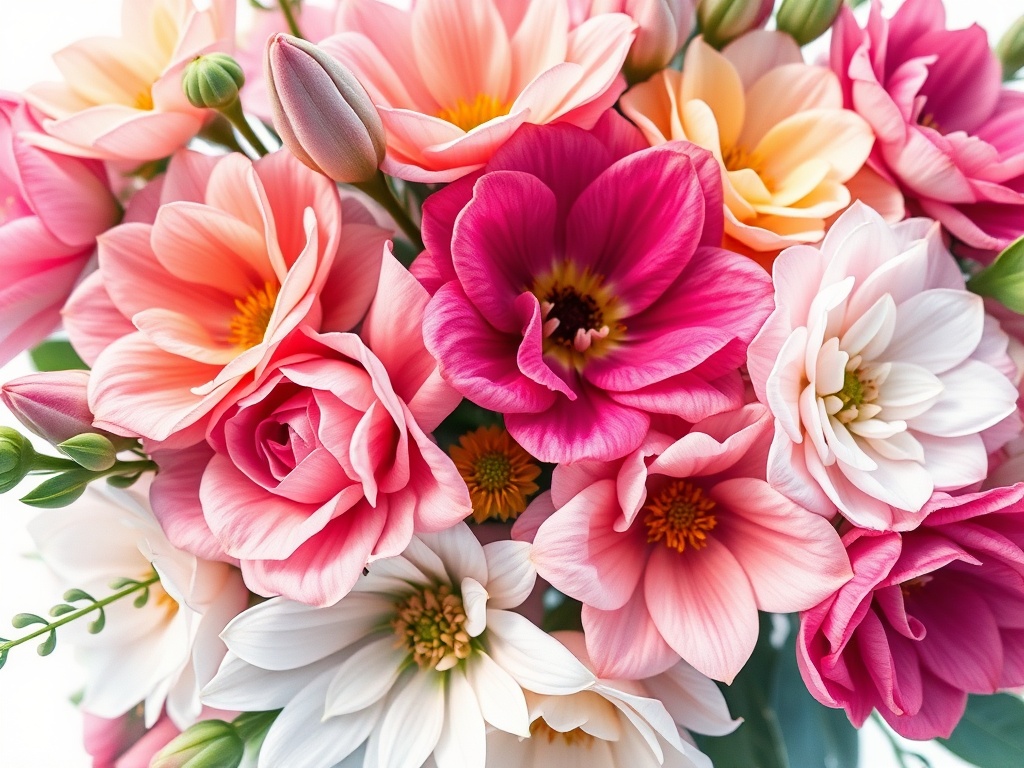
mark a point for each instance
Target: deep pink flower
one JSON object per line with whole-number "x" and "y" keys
{"x": 51, "y": 209}
{"x": 325, "y": 462}
{"x": 947, "y": 132}
{"x": 674, "y": 549}
{"x": 930, "y": 615}
{"x": 571, "y": 302}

+-------+

_What is asked_
Reproduce every line of the records above, including the requests, but increase each x and y coordinate in the answers by 30. Leave the pictures out.

_Answer_
mark a point for each instance
Target: deep pink flower
one JSON object per line with whole-number "x" and "y" keys
{"x": 81, "y": 239}
{"x": 355, "y": 492}
{"x": 977, "y": 162}
{"x": 704, "y": 579}
{"x": 960, "y": 645}
{"x": 601, "y": 332}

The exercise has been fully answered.